▸ Excerpt to read
--- begin ---

The robots.txt file tells a bot what it can or can’t crawl, but it can’t tell a search engine which URLs not to index and show in search results. 

The page will still show up in search results, but the bot won’t know what’s on it, so your page will look like this:

page indexed and blocked by robots.txt

Google never officially supported this directive, but SEO professionals still believed it followed the instructions. 

However, on September 1st, 2019, Google made it crystal clear that this directive is not supported

If you want to reliably exclude a page or file from appearing in search results, avoid this directive altogether and use a meta robots noindex tag

How to Create a Robots.txt File

If you don’t already have a robots.txt file, creating one is easy. 

You can use a robots.txt generator tool, or you can create one yourself. 

Here’s how to create a robots.txt file in just four steps:

  1. Create a file and name it robots.txt
  2. Add rules to the robots.txt file
  3. Upload the robots.txt file to your site
  4. Test the robots.txt file

1. Create a File and Name It Robots.txt

Start by opening a .txt document with any text editor or web browser. 

Note: Don’t use a word processor as they often save files in a proprietary format that can add random characters. 

Next, name the document robots.txt. It must be named robots.txt for it to work.

--- end ---

▸ Set tasks
(1) Based on the robots.txt guide, why should you avoid using a word processor to make the file? Answer in one to three sentences.
(2) Answer these questions using the robots.txt guide:
(a) On what date did Google make it clear that the directive is not supported?
(b) How many steps does the guide give for creating a robots.txt file?
(c) What tool does the guide mention as an alternative to creating the file yourself?
(3) Continue the robots.txt guide, picking up right after its last sentence.
The data here has no connection to the robots.txt guide.

▸ Data lines
--- begin ---

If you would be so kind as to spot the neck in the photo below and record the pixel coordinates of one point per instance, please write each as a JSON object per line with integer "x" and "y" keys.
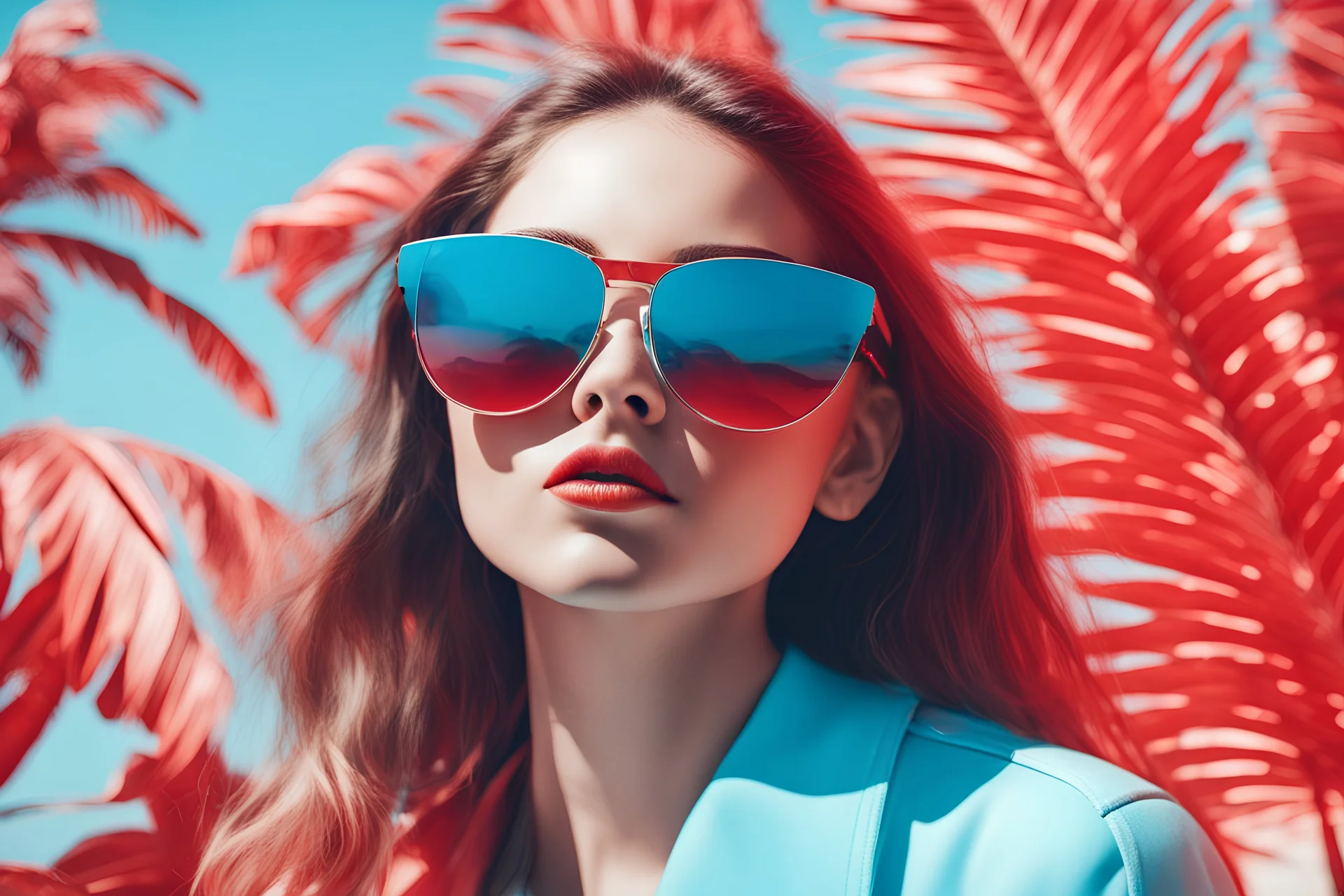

--- end ---

▸ Set of answers
(1) Word processors often save files in a proprietary format, and that format can add random characters to the file.

(2)
(a) September 1st, 2019
(b) Four
(c) A robots.txt generator tool

(3)
Now you’re ready to start typing directives. 

2. Add Directives to the Robots.txt File

A robots.txt file consists of one or more groups of directives, and each group consists of multiple lines of instructions. 

Each group begins with a “User-agent” and has the following information:

  • Who the group applies to (the user-agent)
  • Which directories (pages) or files the agent can access
  • Which directories (pages) or files the agent can’t access
  • A sitemap (optional) to tell search engines which pages and files you think are important

Crawlers ignore lines that don’t match any of these directives.

For example, let’s say you want to prevent Google from crawling your /clients/ directory because it’s just for internal use. 

The first group would look something like this: 

User-agent: Googlebot
Disallow: /clients/

If you had more instructions like this for Google, you’d include them in a separate line just below, like so:

User-agent: Googlebot
Disallow: /clients/
Disallow: /not-for-google

Once you’re done with Google’s specific instructions, you can hit enter twice to create a new group of directives. 

Let’s make this one for all search engines and prevent them from crawling your /archive/ and /support/ directories because they’re private and for internal use only. 

It would look like this:

User-agent: Googlebot
Disallow: /clients/
Disallow: /not-for-google
User-agent: *
Disallow: /archive/
Disallow: /support/

Once you’re finished, you can then add your sitemap.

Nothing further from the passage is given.